• TO-DO LIST:
**A.** Print the part of the Legends of Our Time excerpt that begins at the words "Read Legends of" and stops after "would be heard.".
**B.** Answer these from the Legends of Our Time excerpt:
(i) Where did Arthur Ziegelbaum shoot himself?
(ii) Which ghetto did the newspapers report had been liquidated?
(iii) If hatred were a solution, what would the survivors have had to do when they came out of the camps?
**C.** Put this sentence from the Legends of Our Time excerpt into Spanish: "In his will he expressed his hope that his protest would be heard."
>> BEGIN READING PASSAGE
Read Legends of Our Time Online
Authors: Elie Wiesel
Otherwise how to explain the Roosevelts, the Churchills,
the Eisenhowers, who never expressed their indignation? How to explain the silence of the Pope? How to explain the failure of certain attempts in London, in Washington, to obtain from the Allies an aerial bombardment of the death factories, or at least of the railway lines leading to them?
One of the saddest episodes of that war, not lacking in sad episodes, had as hero a Polish Jewish leader exiled in London: to protest the inaction of the Allies, and also to alert public opinion, Arthur Ziegelbaum, member of the “National Committee to Free Poland,” put a bullet through his head in broad daylight in front of the entrance to the House of Commons. In his will he expressed his hope that his protest would be heard.
He was quickly forgotten, his death proved useless. Had he believed his refusal to live among men voluntarily blind would move them, he had been wrong. Ziegelbaum dead or Ziegelbaum living: to those hearts of stone it was all the same. For them he was only a Polish Jew talking about Jews and living their agony; for them he might just as well have perished over there, with the others. Arthur Ziegelbaum died for nothing. Life went on, so did the war: against the Axis powers, which continued their own war against the Jews. And the world stopped up its ears and lowered its eyes. Sometimes the newspapers printed a small item: the Ghetto of Lodz had been liquidated, the number of European Jews massacred already exceeded two or three million. This news was published as if these were normal events, almost without comment, without anguish. It seemed normal that Jews should be killed by the Nazis. Never had the Jewish people been so alone.
The more I search, the more reasons I find for losing hope. I am often afraid to reopen this Pandora’s box, there are always the newly guilty to emerge from it. Is there no bottom to this evil box? No.
I repeat: hatred is no solution. There would be too many targets. The Hungarians put more passion than did the Germans into the persecution of Jews; the Rumanians
displayed more savagery than the Germans; the Slovaks, the Poles, the Ukrainians: they hunted down Jews cunningly, as if with love. Perhaps I should hate them, it would cure me. But I am incapable. Were hatred a solution, the survivors, when they came out of the camps, would have had to burn down the whole world.
Now almost everywhere I am told: you mustn’t bear a grudge against us, we didn’t know, we didn’t believe it, we were powerless to do anything. If these justifications suffice to assuage people’s consciences, too bad for them. I could answer that they did not want to know, that they refused to believe, that they could have forced their governments to break the conspiracy of silence. But that would open the door to discussion. It is too late, in any case: the time for discussion is past.
>> END READING PASSAGE
>> BEGIN COLLECTED MATERIAL
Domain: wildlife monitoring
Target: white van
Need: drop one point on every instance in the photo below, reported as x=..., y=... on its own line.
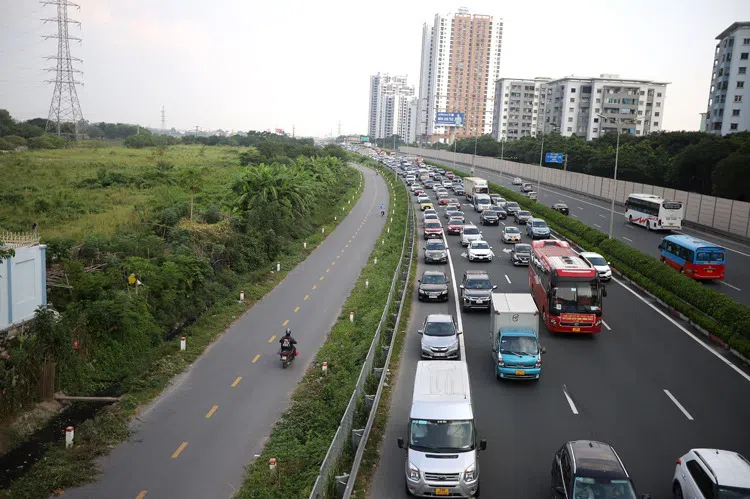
x=442, y=446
>> END COLLECTED MATERIAL
• OUTPUTS IN ORDER:
**A.**
Read Legends of Our Time Online
Authors: Elie Wiesel
Otherwise how to explain the Roosevelts, the Churchills,
the Eisenhowers, who never expressed their indignation? How to explain the silence of the Pope? How to explain the failure of certain attempts in London, in Washington, to obtain from the Allies an aerial bombardment of the death factories, or at least of the railway lines leading to them?
One of the saddest episodes of that war, not lacking in sad episodes, had as hero a Polish Jewish leader exiled in London: to protest the inaction of the Allies, and also to alert public opinion, Arthur Ziegelbaum, member of the “National Committee to Free Poland,” put a bullet through his head in broad daylight in front of the entrance to the House of Commons. In his will he expressed his hope that his protest would be heard.

**B.**
(i) In front of the entrance to the House of Commons, in broad daylight.
(ii) The Ghetto of Lodz.
(iii) Burn down the whole world.

**C.** En su testamento expresó su esperanza de que su protesta fuera escuchada.